> [THE TASK]: Edit the passage on health systems supporting startups: begin at the words "Healthcare can be" and stop after "of pediatric patients.", changing "incubators" to "startup studios".

> [DOCUMENT PASSAGE]:
Healthcare can be a challenging field to enter, particularly for health tech and digital health startups that haven’t worked directly with the industry before. As funding booms, venture capital firms, accelerators and incubators that are based inside or collaborate with provider organizations aim to ease these new companies into the space.
Elizabeth Carr, managing director at Children’s Health Ventures, the venture arm of Nicklaus Children’s Health System, said part of their role is to help startups learn how to integrate into a health system and how to understand the unique needs of pediatric patients.
“We found that our sweet spot is really going to be the series B to series D range, because those companies already have customers. They tend to have a successful team, and that’s critical. Their solution works. You have a team with the vision to drive it,” she said during a panel discussion at HIMSS22. “And in our organization, if we’re focused on treating children, we can’t be focused on helping put out fires for entrepreneurs.”
Helping new tech companies understand the healthcare culture is also important. Startups that haven’t worked in the space may not understand the administrative and regulatory concerns they’ll need to manage. For instance, if a tool can’t integrate with the Cerner EHR, that could be a problem for companies that want to work with Nicklaus.

> [LISTED ENTRIES]:
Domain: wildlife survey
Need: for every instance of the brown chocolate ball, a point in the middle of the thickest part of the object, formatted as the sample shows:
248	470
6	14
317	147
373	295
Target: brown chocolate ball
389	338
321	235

> [REPLY]:
Healthcare can be a challenging field to enter, particularly for health tech and digital health startups that haven’t worked directly with the industry before. As funding booms, venture capital firms, accelerators and startup studios that are based inside or collaborate with provider organizations aim to ease these new companies into the space.
Elizabeth Carr, managing director at Children’s Health Ventures, the venture arm of Nicklaus Children’s Health System, said part of their role is to help startups learn how to integrate into a health system and how to understand the unique needs of pediatric patients.